According to PETA:
People diagnosed with APD are commonly referred to as “psychopaths.” They are usually male, prone to lying and manipulation, often take pleasure in cruelty, and cannot feel genuine remorse, which frequently leads to recidivism. … In January, we called on NFL Commissioner Goodell to require that Vick undergo a brain scan and full psychological evaluation before any decisions were made about the future of his football career.
Michael Vick’s face is as untouched by remorse as his cold heart. If you want to see the face of remorse, and what it really looks like when a man reevaluates the wrong he’s done and tries to make it right, see the extraordinary new documentary The Cove.
Ric O’Barry trained dolphins for the iconic TV show Flipper, teaching them to do stupid tricks to please besotted audiences. Unbeknownst to him, O’Barry’s excellence at his job would result in thousands of dolphins — unbelievably intelligent creatures whose altruistic nature motivates them to save humans from shark attacks — to be caught, removed from their natural habitat, and enslaved in a life of performing stupid tricks for humans in giant swimming pools at Sea World and similar venues. This, O’Barry explains, is “a multi-billion dollar industry.”
Then came the fateful day when a sweet, overworked dolphin named Cathy swam up to O’Barry, looked him in the eye, and voluntarily stopped breathing. He’s convinced Cathy committed suicide because she’d had enough of captivity. As her body sank, O’Barry experienced an “Amazing Grace” moment — the blinders came off and he suddenly understood that he had been part of the problem. That “the dolphin smile is nature’s greatest deception — it creates the illusion that they’re always happy.” Since that day, O’Barry has been a formidable force in raising awareness of dolphins’ sad plight. “They don’t belong in captivity,” says the former dolphin captor who has dedicated his life to setting dolphins free, and risks his safety almost daily in the process.
The Cove is a breathtaking work of activist art, a marine-mammal Mission Impossible accomplished by a team of talented people with very different skill sets. From deep sea divers to underwater audiovisual recording experts, all took enormous risks to bring media attention to the annual slaughter of dolphins in a barricaded cove in Taiji, Japan. There, the dolphins that are deemed photogenic enough for Sea Worlds are removed and strapped by their tails to the sides of boats. The dolphins left behind are primitively butchered, their meat — tainted by sky-high levels of ocean contaminants — sold as food to an unsuspecting Japanese public. The powers that be in Japan view dolphins as mere pests that compete with their sushi supply.
There’s plenty of compelling footage of the Vick dogs thanks to National Geographic’s series Dog Town. But until The Cove, the slaughter of dolphins was a well-kept secret that, try as it might, the MSM was unable to capture on film. There’s a scene in the movie revealing seawater turned bright red with the blood of these gentle, intelligent innocents; that and the audio of the night before, in which the trapped creatures are heard communicating with each other in frantic clicks and whistles, will stay with me for the rest of my life.
The Cove is an excellent, timely reminder that we lose part of our own humanity when we stand by and suffer animals to be senselessly, violently killed. It’s enough to motivate compassionate consumers to take economic measures, boycotting Japanese products until the slaughter of dolphins in Taiji is history. While we’re at it, why not boycott the NFL — its games, merchandise, and sponsors — until Michael Vick is permanently sidelined? Dogs bark, dolphins click and whistle, people tweet … but money talks. If every one of this country’s millions of dog and dolphin lovers were to vote with their wallets, we might see some real remorse.

• _Source data_:
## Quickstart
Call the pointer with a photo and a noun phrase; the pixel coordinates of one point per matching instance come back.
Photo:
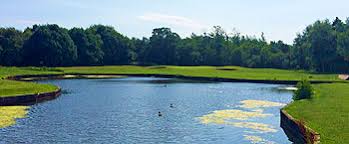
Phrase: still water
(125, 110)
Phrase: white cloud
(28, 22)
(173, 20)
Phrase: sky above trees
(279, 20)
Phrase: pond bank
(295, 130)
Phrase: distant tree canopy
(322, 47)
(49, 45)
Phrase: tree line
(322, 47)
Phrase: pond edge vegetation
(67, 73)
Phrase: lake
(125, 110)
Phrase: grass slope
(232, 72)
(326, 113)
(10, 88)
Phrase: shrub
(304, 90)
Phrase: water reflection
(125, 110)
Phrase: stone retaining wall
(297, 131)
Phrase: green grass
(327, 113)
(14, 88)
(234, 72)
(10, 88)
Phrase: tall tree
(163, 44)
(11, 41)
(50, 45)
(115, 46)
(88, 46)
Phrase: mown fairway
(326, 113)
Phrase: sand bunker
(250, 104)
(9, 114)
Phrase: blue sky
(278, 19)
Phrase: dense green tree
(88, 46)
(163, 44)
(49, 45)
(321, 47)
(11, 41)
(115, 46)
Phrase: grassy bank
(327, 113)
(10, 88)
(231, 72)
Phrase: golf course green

• _Work task 1_: According to the review, where does the annual slaughter of dolphins take place?
• _Work task 2_: Copy the passage of the review starting at "Michael Vick’s face" and ending at "documentary The Cove.", replacing "remorse" with "regret".

• _Expected answer 1_: In a barricaded cove in Taiji, Japan.

• _Expected answer 2_:
Michael Vick’s face is as untouched by regret as his cold heart. If you want to see the face of regret, and what it really looks like when a man reevaluates the wrong he’s done and tries to make it right, see the extraordinary new documentary The Cove.